> Tekst
——————
Risico-herverzekering
Het herverzekeren door een pensioenfonds van bepaalde risico’s die dat pensioenfonds niet zelf op een verantwoorde wijze kan dekken. Hierbij gaat het vooral om risico’s die betrekking hebben op overlijden en arbeidsongeschiktheid.

Risico-dekkingspercentage
Het dekkingspercentage van het nabestaandenpensioen.

Risico-budgettering
Risicobudgettering is het vaststellen van de wijze waarop het vastgestelde risicobudget zo efficiënt mogelijk over de verschillende beleggingscategorieën en vermogensbeheer kan worden verdeeld.

Rijping
Men spreekt van een gerijpt fonds, als de verhouding tussen enerzijds actieve deelnemers en anderzijds niet-actieve deelnemers (premievrije deelnemers, al gepensioneerden en mensen aan wie een partnerpensioen wordt uitgekeerd) vrij constant blijft.

Ruilvoet
De verhouding tussen het in te ruilen pensioen en het daarvoor in te kopen pensioen.

SAS 70
SAS staat voor Statement On Auditing Standards. SAS No. 70 is een internationaal erkende, interne controlegerichte onderzoeksstandaard, die is ontwikkeld door het American Institute of Certified Public Accountants (AICPA). Een externe accountant onderzoekt voor een type I-verklaring of de dienstverlenende organisatie genoeg beheersmaatregelen treft. Voor een type II-verklaring wordt bovendien gecontroleerd of de beheersmaatregelen gedurende de rapportageperiode (minimaal zes maanden) voldoende effectief zijn geweest. Sinds mei 2007 beschikt Delta Lloyd Levensverzekering over een SAS No. 70 type II-verklaring voor de administratie van collectieve pensioenen voor ondernemings- en bedrijfstakpensioenfondsen en gesepareerde depots.

Saldomethode (bij toeslagverlening)
Methode die wordt toegepast bij de berekening van de contante waarde van één of meer toekomstige, uitkeringen waarover toeslag is verleend. Hierbij wordt het toeslagpercentage van de rekenrente afgetrokken. Een betere methode voor het bepalen van de contante waarde van uitkeringen waarover toeslag is verleend, is de quotiënt methode. 

Saldomethode (bij fiscaal)
Dit is een manier van belastingheffing die inhoudt dat de periodieke uitkeringen pas in de belastingheffing worden betrokken nadat en voor zover die uitkeringen de prestaties te boven gaan, die daarvoor in het verleden zijn geleverd. Periodieke uitkeringen worden dus pas belast wanneer de som van verkregen uitkeringen groter is dan de som van de in het verleden betaalde premies.

Saldo
Het eindbedrag op een betaal-, spaar- of depositorekening nadat geldbedragen zijn bij- of afgeschreven.

Salaris/diensttijdregeling
Pensioenregeling waarbij de hoogte van het uiteindelijk te bereiken pensioen afhangt van het aantal dienstjaren dat bij een werkgever is doorgebracht, de hoogte van het salaris en het opbouwpercentage per dienstjaar. Voorbeelden van salaris-diensttijdregelingen zijn eindloonregelingen, middelloonregelingen en streefregelingen.
——————
> Gegevens
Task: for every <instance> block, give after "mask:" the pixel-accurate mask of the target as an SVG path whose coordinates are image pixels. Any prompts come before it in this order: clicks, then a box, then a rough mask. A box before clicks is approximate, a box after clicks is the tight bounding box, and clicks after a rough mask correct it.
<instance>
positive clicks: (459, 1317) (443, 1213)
——————
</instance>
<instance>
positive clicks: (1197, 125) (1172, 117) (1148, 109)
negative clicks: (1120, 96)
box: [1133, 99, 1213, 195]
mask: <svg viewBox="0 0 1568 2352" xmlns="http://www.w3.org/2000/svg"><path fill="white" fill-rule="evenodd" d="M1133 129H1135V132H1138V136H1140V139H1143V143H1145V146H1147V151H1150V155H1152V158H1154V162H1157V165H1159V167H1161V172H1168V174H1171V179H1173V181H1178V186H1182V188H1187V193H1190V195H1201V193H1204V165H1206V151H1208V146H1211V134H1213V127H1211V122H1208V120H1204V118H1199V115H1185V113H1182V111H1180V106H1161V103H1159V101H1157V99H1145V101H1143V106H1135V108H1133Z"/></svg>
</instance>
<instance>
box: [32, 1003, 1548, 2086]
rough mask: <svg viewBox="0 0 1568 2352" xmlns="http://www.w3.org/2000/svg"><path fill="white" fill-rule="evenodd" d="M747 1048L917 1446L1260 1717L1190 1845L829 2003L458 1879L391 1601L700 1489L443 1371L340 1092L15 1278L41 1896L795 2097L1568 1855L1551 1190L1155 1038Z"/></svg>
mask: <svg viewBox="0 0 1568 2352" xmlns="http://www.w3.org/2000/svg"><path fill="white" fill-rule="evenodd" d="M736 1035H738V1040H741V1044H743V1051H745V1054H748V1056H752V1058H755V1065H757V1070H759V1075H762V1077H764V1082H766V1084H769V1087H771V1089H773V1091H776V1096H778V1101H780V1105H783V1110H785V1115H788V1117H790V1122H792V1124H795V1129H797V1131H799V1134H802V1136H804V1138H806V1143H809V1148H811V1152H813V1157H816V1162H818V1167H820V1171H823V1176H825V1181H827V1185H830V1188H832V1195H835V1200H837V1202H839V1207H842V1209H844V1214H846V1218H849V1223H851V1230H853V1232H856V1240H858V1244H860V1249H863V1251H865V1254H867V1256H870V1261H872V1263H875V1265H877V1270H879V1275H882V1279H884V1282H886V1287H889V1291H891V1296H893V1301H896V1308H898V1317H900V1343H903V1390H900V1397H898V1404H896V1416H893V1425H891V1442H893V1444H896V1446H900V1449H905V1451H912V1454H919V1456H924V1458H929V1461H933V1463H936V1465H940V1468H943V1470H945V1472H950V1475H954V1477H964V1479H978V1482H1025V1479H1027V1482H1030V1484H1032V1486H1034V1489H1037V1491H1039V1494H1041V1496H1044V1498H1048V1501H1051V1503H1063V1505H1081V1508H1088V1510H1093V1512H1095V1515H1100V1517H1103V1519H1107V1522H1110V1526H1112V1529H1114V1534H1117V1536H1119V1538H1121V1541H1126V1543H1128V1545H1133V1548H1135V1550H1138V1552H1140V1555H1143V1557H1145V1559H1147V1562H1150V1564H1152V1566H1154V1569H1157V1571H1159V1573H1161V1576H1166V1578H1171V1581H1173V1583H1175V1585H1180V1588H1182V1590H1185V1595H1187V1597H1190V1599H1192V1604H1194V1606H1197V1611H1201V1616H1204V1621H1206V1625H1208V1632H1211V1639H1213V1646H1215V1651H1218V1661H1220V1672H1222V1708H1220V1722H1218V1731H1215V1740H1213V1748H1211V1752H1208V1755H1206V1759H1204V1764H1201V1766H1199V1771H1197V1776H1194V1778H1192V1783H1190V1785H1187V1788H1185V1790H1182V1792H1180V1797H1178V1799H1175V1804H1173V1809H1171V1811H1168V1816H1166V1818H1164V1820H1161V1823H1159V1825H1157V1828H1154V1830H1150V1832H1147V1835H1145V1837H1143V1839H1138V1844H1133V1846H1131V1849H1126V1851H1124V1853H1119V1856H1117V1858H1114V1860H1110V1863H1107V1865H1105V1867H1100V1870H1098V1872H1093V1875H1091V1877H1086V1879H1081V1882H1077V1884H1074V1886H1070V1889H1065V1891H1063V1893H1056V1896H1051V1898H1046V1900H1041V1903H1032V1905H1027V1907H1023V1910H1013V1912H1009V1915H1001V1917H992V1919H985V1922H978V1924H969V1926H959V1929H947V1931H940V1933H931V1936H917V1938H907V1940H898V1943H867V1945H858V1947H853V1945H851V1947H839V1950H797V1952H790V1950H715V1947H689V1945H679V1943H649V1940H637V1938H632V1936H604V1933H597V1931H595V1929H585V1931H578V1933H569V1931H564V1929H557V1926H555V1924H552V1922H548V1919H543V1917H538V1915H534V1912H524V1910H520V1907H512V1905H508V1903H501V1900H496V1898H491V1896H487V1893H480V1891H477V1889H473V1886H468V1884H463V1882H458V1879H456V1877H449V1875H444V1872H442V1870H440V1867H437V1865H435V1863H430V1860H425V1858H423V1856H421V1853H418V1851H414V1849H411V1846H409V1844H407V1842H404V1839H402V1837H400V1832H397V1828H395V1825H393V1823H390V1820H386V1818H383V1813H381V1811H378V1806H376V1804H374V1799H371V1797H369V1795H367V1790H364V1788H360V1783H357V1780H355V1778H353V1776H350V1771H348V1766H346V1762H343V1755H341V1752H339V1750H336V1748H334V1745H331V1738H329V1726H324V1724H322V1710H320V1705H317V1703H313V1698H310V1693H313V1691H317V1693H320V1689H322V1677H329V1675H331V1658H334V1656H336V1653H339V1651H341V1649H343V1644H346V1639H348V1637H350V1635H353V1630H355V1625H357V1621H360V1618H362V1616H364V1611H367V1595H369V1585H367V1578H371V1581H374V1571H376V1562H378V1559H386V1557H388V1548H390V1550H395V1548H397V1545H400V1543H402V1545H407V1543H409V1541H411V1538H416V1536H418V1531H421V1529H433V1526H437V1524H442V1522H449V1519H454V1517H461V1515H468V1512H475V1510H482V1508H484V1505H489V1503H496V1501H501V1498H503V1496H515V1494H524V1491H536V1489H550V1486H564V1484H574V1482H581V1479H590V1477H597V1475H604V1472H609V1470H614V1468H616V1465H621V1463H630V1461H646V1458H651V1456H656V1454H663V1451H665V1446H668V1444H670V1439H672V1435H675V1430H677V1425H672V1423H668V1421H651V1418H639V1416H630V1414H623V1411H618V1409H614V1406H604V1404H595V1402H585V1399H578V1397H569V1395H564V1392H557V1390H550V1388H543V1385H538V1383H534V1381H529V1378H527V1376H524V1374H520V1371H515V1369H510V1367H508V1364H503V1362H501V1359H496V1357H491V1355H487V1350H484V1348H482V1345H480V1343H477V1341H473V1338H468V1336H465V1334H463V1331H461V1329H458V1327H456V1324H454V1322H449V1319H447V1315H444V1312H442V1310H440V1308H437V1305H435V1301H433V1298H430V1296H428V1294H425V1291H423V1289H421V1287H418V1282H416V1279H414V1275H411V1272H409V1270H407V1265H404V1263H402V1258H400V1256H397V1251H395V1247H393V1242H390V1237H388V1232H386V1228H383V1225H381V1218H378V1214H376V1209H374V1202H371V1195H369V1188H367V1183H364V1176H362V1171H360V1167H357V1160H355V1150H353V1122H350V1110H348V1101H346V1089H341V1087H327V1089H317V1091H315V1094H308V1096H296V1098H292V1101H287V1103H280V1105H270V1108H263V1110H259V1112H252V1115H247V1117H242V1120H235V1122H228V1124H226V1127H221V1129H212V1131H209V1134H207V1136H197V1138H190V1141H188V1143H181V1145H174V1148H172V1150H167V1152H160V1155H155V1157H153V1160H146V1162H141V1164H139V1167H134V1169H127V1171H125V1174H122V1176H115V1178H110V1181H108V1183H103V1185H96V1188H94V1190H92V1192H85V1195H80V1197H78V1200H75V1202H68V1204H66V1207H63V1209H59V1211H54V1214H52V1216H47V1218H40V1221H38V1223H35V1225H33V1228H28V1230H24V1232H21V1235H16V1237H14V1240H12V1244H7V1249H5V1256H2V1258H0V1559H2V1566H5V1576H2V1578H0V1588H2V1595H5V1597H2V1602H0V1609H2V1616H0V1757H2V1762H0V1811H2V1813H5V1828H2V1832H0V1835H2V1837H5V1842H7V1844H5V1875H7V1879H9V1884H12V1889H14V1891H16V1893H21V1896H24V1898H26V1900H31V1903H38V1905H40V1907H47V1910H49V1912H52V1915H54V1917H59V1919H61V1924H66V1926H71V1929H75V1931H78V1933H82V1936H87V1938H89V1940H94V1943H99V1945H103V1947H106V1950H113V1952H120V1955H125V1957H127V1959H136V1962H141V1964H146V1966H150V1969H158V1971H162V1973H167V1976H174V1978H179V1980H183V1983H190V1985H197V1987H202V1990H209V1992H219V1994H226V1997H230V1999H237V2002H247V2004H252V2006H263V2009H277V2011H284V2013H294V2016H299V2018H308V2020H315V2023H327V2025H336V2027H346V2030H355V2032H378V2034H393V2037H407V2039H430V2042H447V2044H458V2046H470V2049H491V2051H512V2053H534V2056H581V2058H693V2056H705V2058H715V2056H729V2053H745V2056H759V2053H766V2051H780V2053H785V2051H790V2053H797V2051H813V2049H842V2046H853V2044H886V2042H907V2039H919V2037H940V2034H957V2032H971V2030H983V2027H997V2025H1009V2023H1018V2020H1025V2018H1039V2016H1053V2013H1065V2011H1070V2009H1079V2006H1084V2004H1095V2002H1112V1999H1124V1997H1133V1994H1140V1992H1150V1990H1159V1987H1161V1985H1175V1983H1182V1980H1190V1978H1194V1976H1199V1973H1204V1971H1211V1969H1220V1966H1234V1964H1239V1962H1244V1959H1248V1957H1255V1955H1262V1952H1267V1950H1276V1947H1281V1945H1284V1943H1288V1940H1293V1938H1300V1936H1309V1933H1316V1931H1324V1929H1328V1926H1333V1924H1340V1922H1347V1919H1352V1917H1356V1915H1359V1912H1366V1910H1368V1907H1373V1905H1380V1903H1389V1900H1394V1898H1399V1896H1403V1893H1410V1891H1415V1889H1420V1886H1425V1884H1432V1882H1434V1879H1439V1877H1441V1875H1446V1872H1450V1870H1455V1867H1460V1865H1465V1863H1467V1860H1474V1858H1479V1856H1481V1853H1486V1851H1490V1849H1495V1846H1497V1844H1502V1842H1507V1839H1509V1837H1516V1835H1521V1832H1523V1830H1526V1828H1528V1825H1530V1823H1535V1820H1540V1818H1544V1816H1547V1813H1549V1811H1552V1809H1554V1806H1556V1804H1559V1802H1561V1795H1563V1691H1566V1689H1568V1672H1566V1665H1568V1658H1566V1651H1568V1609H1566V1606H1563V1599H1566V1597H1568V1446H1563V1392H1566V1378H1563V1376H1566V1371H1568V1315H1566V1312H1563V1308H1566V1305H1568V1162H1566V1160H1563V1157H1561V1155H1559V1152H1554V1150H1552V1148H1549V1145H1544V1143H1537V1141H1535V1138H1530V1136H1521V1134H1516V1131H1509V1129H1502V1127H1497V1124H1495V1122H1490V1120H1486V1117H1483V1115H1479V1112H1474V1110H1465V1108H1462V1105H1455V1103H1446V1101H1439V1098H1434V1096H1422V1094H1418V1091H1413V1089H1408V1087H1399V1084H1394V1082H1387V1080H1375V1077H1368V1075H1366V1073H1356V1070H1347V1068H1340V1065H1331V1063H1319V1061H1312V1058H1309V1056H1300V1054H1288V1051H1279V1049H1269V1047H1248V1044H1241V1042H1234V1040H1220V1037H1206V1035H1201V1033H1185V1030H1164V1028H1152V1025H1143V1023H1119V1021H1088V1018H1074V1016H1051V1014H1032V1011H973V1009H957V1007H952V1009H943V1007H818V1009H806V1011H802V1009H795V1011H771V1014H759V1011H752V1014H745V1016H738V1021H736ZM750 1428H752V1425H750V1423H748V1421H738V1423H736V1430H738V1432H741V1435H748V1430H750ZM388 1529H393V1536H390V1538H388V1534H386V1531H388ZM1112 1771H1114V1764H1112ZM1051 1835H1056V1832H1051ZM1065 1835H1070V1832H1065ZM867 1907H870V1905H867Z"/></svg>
——————
> Opdracht
Geef alle voorbeelden van salaris-diensttijdregelingen die de tekst over pensioenbegrippen noemt. Het materiaal staat los van de tekst.

> Uitwerking
Eindloonregelingen, middelloonregelingen en streefregelingen.